Brief A:
In the tangent line answer, what slope is found for the tangent line at x = -1?

Selected text:
# How do you find the equation of the tangent line to the graph y=2^-x through point (-1,2)?

Apr 20, 2017

Use logarithmic differentiation.
Evaluate the derivative at $x = - 1$, to find the slope.
Use the point-slope form of the equation of the line.

#### Explanation:

Use the natural logarithm on both sides of the equation:

$\ln \left(y\right) = \ln \left({2}^{-} x\right)$

Use the property $\ln \left({a}^{c}\right) = \left(c\right) \ln \left(a\right)$

$\ln \left(y\right) = - x \ln \left(2\right) = \ln \left(\frac{1}{2}\right) x$

Differentiate both sides:

$\frac{1}{y} \frac{\mathrm{dy}}{\mathrm{dx}} = \ln \left(\frac{1}{2}\right)$

Multiply both sides by y:

$\frac{\mathrm{dy}}{\mathrm{dx}} = \ln \left(\frac{1}{2}\right) y$

Substitute for y:

$\frac{\mathrm{dy}}{\mathrm{dx}} = \ln \left(\frac{1}{2}\right) {2}^{-} x$

The slope, m, of the tangent line is the derivative evaluated at $x = - 1$:

$m = \ln \left(\frac{1}{2}\right) {2}^{-} \left(- 1\right)$

$m = 2 \ln \left(\frac{1}{2}\right)$

$m = \ln \left(\frac{1}{4}\right)$

Using the point-slope form of the equation of the line:

$y = m \left(x - {x}_{1}\right) + {y}_{1}$

$y = \ln \left(\frac{1}{4}\right) \left(x - - 1\right) + 2$

$y = \ln \left(\frac{1}{4}\right) \left(x + 1\right) + 2$

Supplied material:
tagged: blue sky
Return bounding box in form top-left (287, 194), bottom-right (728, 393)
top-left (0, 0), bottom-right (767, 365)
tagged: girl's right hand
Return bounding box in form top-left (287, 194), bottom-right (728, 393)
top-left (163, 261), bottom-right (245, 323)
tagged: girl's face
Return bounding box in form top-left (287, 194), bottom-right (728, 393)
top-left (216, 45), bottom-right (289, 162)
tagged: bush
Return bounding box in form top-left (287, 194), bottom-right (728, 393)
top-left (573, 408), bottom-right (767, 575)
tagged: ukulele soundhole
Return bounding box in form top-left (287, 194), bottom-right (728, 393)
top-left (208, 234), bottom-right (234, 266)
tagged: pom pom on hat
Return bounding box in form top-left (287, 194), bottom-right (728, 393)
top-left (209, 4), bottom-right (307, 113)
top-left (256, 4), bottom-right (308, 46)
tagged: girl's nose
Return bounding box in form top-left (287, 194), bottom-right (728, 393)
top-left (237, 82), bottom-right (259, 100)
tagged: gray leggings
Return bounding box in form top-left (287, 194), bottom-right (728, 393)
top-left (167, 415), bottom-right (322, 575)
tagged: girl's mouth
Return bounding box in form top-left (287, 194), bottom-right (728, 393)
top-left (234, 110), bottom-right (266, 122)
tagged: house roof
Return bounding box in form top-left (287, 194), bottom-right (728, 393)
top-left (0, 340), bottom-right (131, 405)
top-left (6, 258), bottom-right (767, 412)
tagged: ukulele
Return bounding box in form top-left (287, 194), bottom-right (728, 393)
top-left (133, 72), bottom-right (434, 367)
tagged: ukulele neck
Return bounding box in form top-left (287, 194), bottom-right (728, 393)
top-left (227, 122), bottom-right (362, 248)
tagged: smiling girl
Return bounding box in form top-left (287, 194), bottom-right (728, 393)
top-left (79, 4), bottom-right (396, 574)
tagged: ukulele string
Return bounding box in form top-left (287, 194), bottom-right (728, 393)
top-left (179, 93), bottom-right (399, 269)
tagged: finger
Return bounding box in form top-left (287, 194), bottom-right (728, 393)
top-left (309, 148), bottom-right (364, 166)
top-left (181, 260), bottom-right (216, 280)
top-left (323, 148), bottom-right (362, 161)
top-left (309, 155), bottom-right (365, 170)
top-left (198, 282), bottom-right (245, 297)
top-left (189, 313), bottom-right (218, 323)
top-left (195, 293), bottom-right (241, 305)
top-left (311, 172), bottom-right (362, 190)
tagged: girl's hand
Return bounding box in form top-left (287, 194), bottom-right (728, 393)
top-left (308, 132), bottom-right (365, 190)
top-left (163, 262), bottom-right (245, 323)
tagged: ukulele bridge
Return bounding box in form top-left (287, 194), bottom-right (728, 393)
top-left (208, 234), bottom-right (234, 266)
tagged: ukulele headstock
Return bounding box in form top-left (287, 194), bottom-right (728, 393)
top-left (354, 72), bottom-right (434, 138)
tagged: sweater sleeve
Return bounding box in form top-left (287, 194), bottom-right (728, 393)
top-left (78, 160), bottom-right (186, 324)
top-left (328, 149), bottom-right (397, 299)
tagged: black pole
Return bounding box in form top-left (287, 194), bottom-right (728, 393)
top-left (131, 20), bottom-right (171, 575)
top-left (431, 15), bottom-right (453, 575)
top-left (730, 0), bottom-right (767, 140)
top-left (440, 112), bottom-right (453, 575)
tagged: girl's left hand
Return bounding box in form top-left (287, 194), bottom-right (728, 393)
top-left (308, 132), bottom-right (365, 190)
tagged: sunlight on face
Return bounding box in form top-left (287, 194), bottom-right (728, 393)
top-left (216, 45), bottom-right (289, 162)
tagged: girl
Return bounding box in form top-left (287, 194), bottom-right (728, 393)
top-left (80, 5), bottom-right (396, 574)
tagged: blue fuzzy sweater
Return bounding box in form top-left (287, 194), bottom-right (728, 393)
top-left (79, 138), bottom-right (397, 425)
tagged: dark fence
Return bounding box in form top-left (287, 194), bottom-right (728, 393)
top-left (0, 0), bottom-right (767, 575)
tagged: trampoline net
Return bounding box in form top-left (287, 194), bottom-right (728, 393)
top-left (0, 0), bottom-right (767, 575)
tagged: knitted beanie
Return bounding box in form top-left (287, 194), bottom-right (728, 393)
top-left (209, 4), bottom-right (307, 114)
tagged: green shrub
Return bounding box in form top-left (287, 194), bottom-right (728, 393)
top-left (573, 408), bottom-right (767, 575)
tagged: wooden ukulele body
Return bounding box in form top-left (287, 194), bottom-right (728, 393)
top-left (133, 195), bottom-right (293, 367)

Brief B:
Please count the lines in the rows above that contain the string "face", treating uppercase and lowercase as different, and give only the number.

Finished answer A:
m = ln(1/4)

Finished answer B:
2